:: Written instruction ::
Format every one of the entries below as a Markdown table with the columns No. and Line. Give each non-blank line its own numbered row.

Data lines
###

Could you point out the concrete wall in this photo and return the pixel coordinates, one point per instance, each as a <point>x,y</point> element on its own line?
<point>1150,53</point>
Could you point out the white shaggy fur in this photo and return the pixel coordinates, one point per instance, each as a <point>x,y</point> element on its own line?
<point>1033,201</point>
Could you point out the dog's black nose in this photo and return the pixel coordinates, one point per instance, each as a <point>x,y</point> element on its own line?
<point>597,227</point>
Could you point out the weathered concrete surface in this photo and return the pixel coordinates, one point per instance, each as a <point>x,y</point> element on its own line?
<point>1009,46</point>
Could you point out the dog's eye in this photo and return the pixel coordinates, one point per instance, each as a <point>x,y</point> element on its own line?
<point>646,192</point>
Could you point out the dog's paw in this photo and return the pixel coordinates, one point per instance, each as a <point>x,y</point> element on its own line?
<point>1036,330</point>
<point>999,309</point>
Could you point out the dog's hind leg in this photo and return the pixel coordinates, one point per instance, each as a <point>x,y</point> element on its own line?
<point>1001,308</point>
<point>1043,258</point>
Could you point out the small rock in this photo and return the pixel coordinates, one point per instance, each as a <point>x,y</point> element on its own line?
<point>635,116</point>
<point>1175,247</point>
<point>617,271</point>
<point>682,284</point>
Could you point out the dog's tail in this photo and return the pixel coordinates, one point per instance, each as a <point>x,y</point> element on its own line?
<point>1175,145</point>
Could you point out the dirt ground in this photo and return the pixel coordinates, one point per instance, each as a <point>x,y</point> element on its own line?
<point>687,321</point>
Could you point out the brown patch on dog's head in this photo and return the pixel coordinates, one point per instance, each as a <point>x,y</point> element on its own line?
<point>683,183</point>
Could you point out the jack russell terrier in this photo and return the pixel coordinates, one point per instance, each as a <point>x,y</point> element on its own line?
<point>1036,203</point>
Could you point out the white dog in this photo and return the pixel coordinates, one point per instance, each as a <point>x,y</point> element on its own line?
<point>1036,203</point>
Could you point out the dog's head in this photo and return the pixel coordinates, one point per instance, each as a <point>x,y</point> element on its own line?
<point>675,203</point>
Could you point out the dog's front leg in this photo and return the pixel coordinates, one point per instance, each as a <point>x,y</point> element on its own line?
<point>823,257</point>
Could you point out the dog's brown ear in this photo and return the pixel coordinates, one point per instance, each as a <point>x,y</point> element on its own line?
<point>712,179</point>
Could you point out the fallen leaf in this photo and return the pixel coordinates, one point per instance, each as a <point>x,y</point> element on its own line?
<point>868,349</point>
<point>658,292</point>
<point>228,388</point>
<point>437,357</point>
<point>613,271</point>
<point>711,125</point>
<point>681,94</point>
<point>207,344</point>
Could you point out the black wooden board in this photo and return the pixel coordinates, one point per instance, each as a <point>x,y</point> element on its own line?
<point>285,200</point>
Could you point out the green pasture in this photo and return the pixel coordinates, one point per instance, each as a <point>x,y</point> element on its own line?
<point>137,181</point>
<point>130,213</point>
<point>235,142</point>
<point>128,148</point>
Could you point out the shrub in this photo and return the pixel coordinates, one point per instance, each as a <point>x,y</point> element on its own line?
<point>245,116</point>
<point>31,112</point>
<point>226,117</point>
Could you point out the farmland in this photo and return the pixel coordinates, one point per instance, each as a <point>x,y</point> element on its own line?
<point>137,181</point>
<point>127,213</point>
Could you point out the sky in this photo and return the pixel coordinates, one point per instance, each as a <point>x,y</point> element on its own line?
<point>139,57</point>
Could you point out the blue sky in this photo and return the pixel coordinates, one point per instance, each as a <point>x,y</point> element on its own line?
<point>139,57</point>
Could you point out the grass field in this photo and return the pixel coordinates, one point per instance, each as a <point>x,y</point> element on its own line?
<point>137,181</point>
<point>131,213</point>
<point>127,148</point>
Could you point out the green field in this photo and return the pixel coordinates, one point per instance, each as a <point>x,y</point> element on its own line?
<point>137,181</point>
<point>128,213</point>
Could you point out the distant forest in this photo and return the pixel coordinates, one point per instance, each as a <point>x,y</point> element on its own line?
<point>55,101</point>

###

:: Exercise response ::
| No. | Line |
|---|---|
| 1 | Could you point out the concrete wall in this photo and return the pixel coordinates, one point per instance, each as a <point>x,y</point> element on its own line? |
| 2 | <point>1150,53</point> |
| 3 | Could you point out the white shaggy fur in this photo and return the pixel coordinates, one point per instance, each as a <point>x,y</point> element on its own line? |
| 4 | <point>1033,201</point> |
| 5 | Could you point out the dog's black nose in this photo and return the pixel coordinates, one point per instance, each as a <point>x,y</point> element on its own line? |
| 6 | <point>597,227</point> |
| 7 | Could you point out the weathered concrete surface in this photo and return the pixel coordinates, one point per instance, each as a <point>x,y</point> element on its own line? |
| 8 | <point>1009,46</point> |
| 9 | Could you point out the dog's eye in this photo and return the pixel coordinates, one point per instance, each as a <point>x,y</point> element on its own line? |
| 10 | <point>646,192</point> |
| 11 | Could you point out the dog's paw in this photo and return the pixel coordinates, one point per instance, each as a <point>x,y</point> element on its own line? |
| 12 | <point>1036,330</point> |
| 13 | <point>999,309</point> |
| 14 | Could you point out the dog's hind leg in this photo and return the pixel coordinates, one point per instance, each as a <point>x,y</point> element on its own line? |
| 15 | <point>1001,308</point> |
| 16 | <point>1043,258</point> |
| 17 | Could you point out the small rock in this photo and return the pixel coordinates, one point per instance, each as a <point>x,y</point> element on its own line? |
| 18 | <point>635,116</point> |
| 19 | <point>1175,247</point> |
| 20 | <point>617,271</point> |
| 21 | <point>682,284</point> |
| 22 | Could you point out the dog's tail in this photo and return the pixel coordinates, one point per instance, each as a <point>x,y</point> element on its own line? |
| 23 | <point>1175,145</point> |
| 24 | Could you point out the dirt ground in this photo and return the pixel coordinates, one point per instance, each as a <point>x,y</point> element on its own line? |
| 25 | <point>687,321</point> |
| 26 | Could you point out the brown patch on dog's head in this photo and return the pixel coordinates, one point per instance, each as a <point>x,y</point> element on its own line? |
| 27 | <point>683,183</point> |
| 28 | Could you point out the jack russell terrier in this photo and return the pixel coordinates, one point per instance, each as a <point>x,y</point> element on its own line? |
| 29 | <point>1036,203</point> |
| 30 | Could you point out the white dog in this photo and return the pixel coordinates, one point per instance, each as a <point>x,y</point> element on its own line? |
| 31 | <point>1036,203</point> |
| 32 | Could you point out the dog's head in this photo and return the pixel coordinates, one point per instance, each as a <point>x,y</point> element on its own line? |
| 33 | <point>675,203</point> |
| 34 | Could you point out the dog's front leg in this photo and return the pixel coordinates, one point per instance, each as a <point>x,y</point> element on its own line? |
| 35 | <point>823,257</point> |
| 36 | Could you point out the dog's brown ear in this photo and return the pixel coordinates, one point per instance, each as a <point>x,y</point> element on its own line? |
| 37 | <point>712,179</point> |
| 38 | Could you point out the fallen leaf in this photo and return the pixel coordinates, one point per instance, each as a <point>x,y</point> element on its own line? |
| 39 | <point>868,349</point> |
| 40 | <point>658,292</point> |
| 41 | <point>228,388</point> |
| 42 | <point>437,357</point> |
| 43 | <point>613,271</point> |
| 44 | <point>711,125</point> |
| 45 | <point>681,94</point> |
| 46 | <point>207,344</point> |
| 47 | Could you point out the black wooden board in this photo and return the pixel coordinates, one point per instance, each as a <point>x,y</point> element on its own line? |
| 48 | <point>285,200</point> |
| 49 | Could you point out the green pasture in this photo and return the pixel coordinates, one point per instance, each as a <point>x,y</point> element on its own line? |
| 50 | <point>137,181</point> |
| 51 | <point>130,213</point> |
| 52 | <point>235,142</point> |
| 53 | <point>128,148</point> |
| 54 | Could you point out the shrub in this photo and return the pixel coordinates, one point per instance, each as a <point>x,y</point> element on its own line? |
| 55 | <point>245,116</point> |
| 56 | <point>31,112</point> |
| 57 | <point>226,117</point> |
| 58 | Could you point out the farmland in this photo and return the pixel coordinates, one point per instance, each as a <point>x,y</point> element on its own line? |
| 59 | <point>137,181</point> |
| 60 | <point>127,213</point> |
| 61 | Could you point out the sky in this photo and return the pixel coordinates, one point per instance, each as a <point>x,y</point> element on its own line? |
| 62 | <point>139,57</point> |
| 63 | Could you point out the blue sky in this photo and return the pixel coordinates, one point per instance, each as a <point>x,y</point> element on its own line? |
| 64 | <point>139,57</point> |
| 65 | Could you point out the grass field in this photo and return the pixel coordinates, one point per instance, each as a <point>x,y</point> element on its own line? |
| 66 | <point>137,181</point> |
| 67 | <point>131,213</point> |
| 68 | <point>127,148</point> |
| 69 | Could you point out the green field in this photo and return the pixel coordinates, one point per instance, each as a <point>x,y</point> element on its own line? |
| 70 | <point>137,181</point> |
| 71 | <point>128,213</point> |
| 72 | Could you point out the distant forest in this photo and return the pixel coordinates, one point per instance, each as a <point>x,y</point> element on its own line? |
| 73 | <point>55,101</point> |